**What this task involves:** List every organization named in the PRINCE2 text below.

**Quoted text:**
PRINCE2. Projects Under Control.
What is PRINCE2? What elements does it consist of? What advantages does this project management method offer?
PRINCE (Projects in Controlled Environments) was developed in 1989 by the British Central Computer and Telecommunications Agency (CCTA) as the project management standard for IT projects. In 1996 PRINCE2 was published as a general project management method that can be used in any project - including those outside IT.
After 1998, 2002, 2005 and 2009 the method was reworked and published as PRINCE2:2009. By retaining the title PRINCE2 the makers seek to express that the basic principles of the method have been upheld.
PRINCE2:2009 outlines 7 basic principles that make up the foundation of the project, 7 topics that help to complete the project and 7 processes that allow users to achieve their goals in a structured way.
What Is PRINCE2?
“Projects in controlled environments” – that’s what PRINCE2 is all about. PRINCE2 is a method for the design and management of projects of any kind, form, duration and scope. This method defines what will happen from the start to the end of the project. It does not however say anything about how things should be done, instead it stipulates what will be produced, by whom and when. Due to its separation of the production and the management elements within projects PRINCE2 is very well suited to combining various methods that deal with product creation.
Version 2 of PRINCE2 came out in 1996. It was then reworked in 2009 to PRINCE2:2009. Keeping the description “PRINCE2” after the reworking shows that the basic principles of the method have been kept. The rights to PRINCE2 were held in the British Cabinet Office until July 2013 after which they were transferred to the newly founded joint venture AXELOS.

**Supplied records:**
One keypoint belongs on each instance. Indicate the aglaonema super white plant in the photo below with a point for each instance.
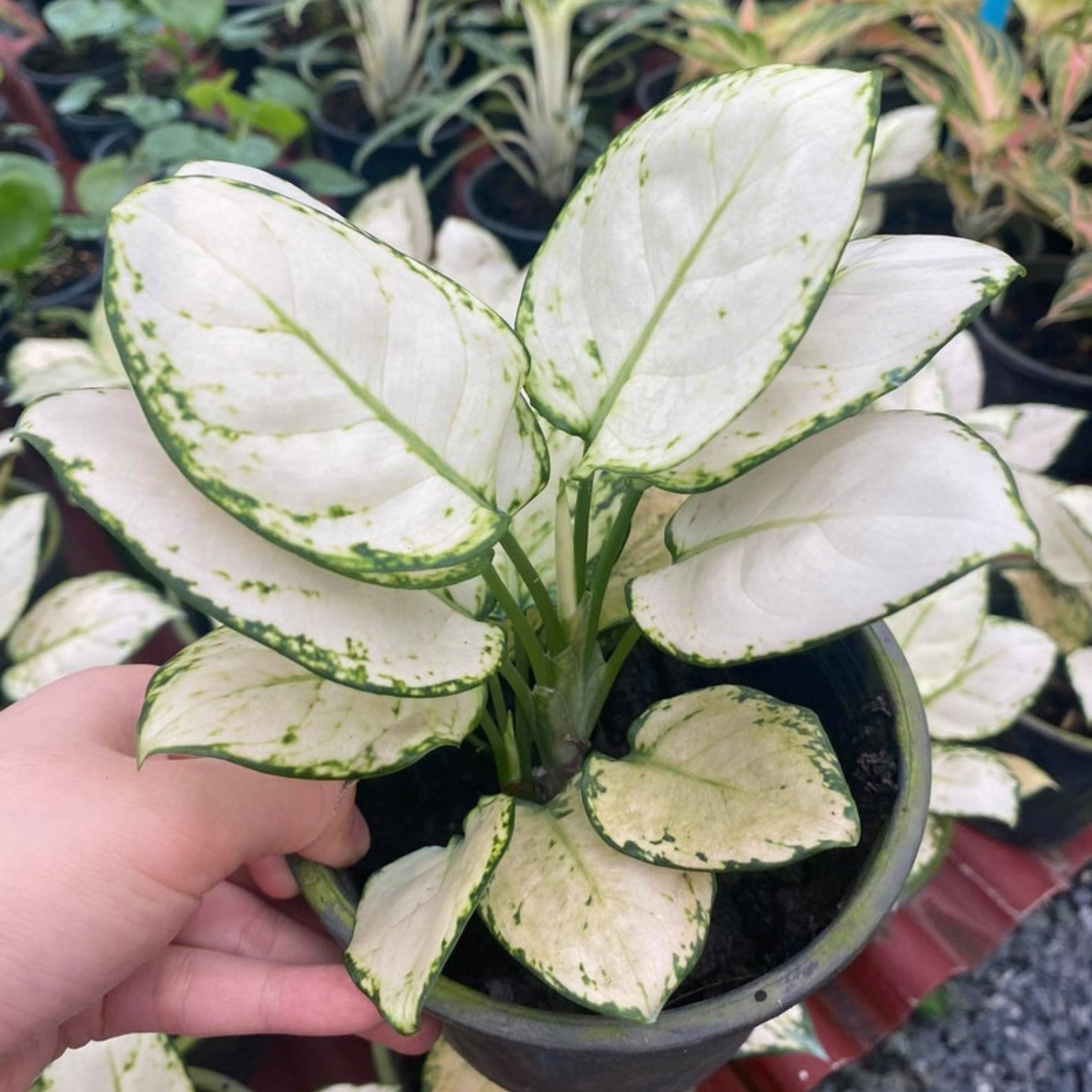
(407, 513)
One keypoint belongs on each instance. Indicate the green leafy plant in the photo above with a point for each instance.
(533, 81)
(410, 516)
(1017, 147)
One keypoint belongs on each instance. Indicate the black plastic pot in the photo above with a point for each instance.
(530, 1051)
(342, 127)
(50, 72)
(1016, 375)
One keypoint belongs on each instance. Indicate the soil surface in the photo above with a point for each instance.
(759, 919)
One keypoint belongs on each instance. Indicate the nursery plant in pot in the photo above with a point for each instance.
(409, 517)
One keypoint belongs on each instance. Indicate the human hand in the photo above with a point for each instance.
(133, 900)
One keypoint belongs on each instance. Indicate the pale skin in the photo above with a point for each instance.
(154, 899)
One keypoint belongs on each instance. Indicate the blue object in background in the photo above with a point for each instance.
(995, 12)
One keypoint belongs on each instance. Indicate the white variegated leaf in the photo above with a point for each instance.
(364, 636)
(973, 782)
(893, 303)
(229, 697)
(792, 1032)
(87, 622)
(931, 854)
(648, 358)
(1030, 778)
(1065, 546)
(844, 528)
(633, 931)
(684, 798)
(1062, 612)
(397, 212)
(1008, 667)
(447, 1071)
(1079, 669)
(137, 1063)
(906, 138)
(938, 632)
(40, 366)
(1029, 437)
(477, 259)
(251, 176)
(22, 520)
(414, 910)
(361, 421)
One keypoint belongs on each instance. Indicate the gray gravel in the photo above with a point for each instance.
(1021, 1021)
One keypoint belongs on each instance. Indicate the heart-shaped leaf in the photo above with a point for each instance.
(634, 930)
(938, 632)
(87, 622)
(828, 536)
(414, 910)
(722, 778)
(318, 435)
(102, 448)
(664, 301)
(136, 1063)
(22, 520)
(973, 782)
(893, 303)
(229, 697)
(1007, 669)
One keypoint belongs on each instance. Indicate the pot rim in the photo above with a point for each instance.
(765, 998)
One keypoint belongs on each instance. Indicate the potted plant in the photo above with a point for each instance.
(1013, 168)
(410, 515)
(533, 113)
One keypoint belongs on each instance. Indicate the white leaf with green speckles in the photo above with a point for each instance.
(893, 303)
(21, 524)
(720, 779)
(844, 528)
(414, 910)
(1030, 778)
(792, 1032)
(253, 176)
(664, 301)
(140, 1063)
(361, 421)
(633, 931)
(1030, 437)
(936, 840)
(1079, 669)
(938, 632)
(229, 697)
(1065, 546)
(88, 622)
(447, 1071)
(906, 138)
(374, 638)
(1062, 612)
(40, 366)
(973, 782)
(1007, 669)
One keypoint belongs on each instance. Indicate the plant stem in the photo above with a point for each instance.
(539, 592)
(521, 627)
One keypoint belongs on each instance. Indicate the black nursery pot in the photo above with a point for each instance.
(1050, 816)
(1025, 364)
(853, 683)
(50, 70)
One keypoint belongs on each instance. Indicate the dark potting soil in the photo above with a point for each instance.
(1066, 346)
(759, 919)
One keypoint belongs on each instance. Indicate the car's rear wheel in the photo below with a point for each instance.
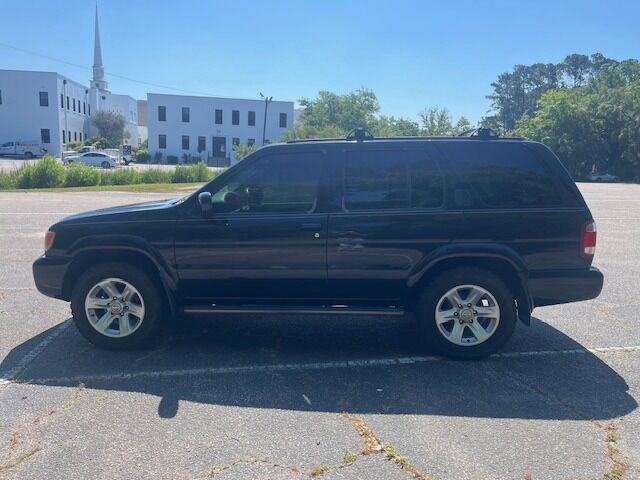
(116, 306)
(466, 313)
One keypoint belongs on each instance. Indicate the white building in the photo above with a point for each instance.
(207, 127)
(44, 107)
(53, 109)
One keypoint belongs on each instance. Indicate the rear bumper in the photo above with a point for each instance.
(564, 286)
(48, 274)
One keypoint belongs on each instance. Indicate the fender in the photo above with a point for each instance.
(479, 250)
(134, 244)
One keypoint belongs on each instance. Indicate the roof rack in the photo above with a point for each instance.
(361, 134)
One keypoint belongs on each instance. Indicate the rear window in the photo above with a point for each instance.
(505, 175)
(385, 179)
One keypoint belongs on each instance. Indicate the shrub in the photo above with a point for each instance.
(82, 175)
(125, 176)
(156, 175)
(47, 173)
(143, 156)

**Task answer:**
British Central Computer and Telecommunications Agency (CCTA)
British Cabinet Office
AXELOS